Work required → Please rewrite the entries below, changing each "put a dot" to "place a point" and leaving everything else unchanged.

+===+

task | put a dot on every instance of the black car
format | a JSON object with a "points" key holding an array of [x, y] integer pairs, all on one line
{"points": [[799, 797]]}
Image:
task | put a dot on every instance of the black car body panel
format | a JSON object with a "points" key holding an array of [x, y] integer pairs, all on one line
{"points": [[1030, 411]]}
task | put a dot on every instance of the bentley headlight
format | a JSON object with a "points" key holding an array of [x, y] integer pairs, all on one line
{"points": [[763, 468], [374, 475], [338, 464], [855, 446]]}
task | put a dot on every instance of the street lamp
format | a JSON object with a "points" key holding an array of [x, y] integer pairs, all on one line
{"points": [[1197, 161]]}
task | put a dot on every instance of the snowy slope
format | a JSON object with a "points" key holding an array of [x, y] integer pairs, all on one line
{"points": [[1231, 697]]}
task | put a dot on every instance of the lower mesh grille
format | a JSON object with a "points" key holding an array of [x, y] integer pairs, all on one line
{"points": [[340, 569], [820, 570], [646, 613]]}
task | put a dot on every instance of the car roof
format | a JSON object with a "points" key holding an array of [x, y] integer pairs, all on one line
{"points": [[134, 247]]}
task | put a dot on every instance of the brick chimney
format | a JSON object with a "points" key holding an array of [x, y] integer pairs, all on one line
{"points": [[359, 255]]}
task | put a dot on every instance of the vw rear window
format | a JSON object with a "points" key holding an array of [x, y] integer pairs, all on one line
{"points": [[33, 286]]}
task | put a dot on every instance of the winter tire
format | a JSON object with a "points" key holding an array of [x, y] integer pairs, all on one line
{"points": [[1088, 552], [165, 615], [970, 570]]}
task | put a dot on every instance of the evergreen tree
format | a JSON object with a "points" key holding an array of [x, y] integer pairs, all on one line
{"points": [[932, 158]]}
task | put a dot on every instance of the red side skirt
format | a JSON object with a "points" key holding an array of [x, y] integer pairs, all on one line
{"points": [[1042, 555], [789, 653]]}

+===+

Response for this exercise →
task | place a point on every instance of the black car
format | a JSON object with a "points" key holding an array of [x, y] integer pairs, all on one line
{"points": [[799, 797]]}
Image:
task | place a point on every instance of the black car body panel
format | a JSON object with a "points" key holding an array of [x, y] integer pairs, all on one line
{"points": [[1030, 411]]}
task | place a point on every instance of the bentley headlight
format | a JSON object with a "points" key holding an array of [x, y] integer pairs, all on one line
{"points": [[763, 468], [374, 475], [338, 464], [855, 446]]}
task | place a point on every instance of the street lamp
format | a JSON object with a "points" key holding an array of [x, y] integer pairs, all on one line
{"points": [[1197, 161]]}
task | place a point on every instance of the snowy slope
format | a JSON object with a "points" key holding an array of [x, y] integer pairs, all on one line
{"points": [[1231, 697]]}
task | place a point on every instance of the lower mesh grille
format | a JSON object with a "points" key holding an array of [x, y] integer pairs, all on one line
{"points": [[340, 569], [820, 570], [646, 613]]}
task | place a point on every instance of the car roof
format | a JSON object with a "points" key holding an array of [x, y] integer pairs, all on one line
{"points": [[134, 247]]}
task | place a point on every instance of the brick chimney
format | a JSON object with a "points" key holding an array of [x, y] integer pairs, all on one line
{"points": [[359, 255]]}
task | place a point on every instance of the vw rear window
format | a JSON object with a "points" key holding an array of [x, y] integer pairs, all on one line
{"points": [[33, 286]]}
task | place a point on every instance of the winter tire
format | a JSON object with a "points" key holding an array of [x, y] integer pairs, all on one line
{"points": [[1088, 552], [165, 615], [970, 570]]}
task | place a point on every instance of the evergreen tree
format | a JSON object with a "points" key holding an array of [x, y] integer pairs, all on one line
{"points": [[932, 158]]}
task | place a point on every instance of the red side skirt
format | a JSON object with a "points" key holding an array of [x, y] integer pairs, all on one line
{"points": [[1042, 555], [789, 653]]}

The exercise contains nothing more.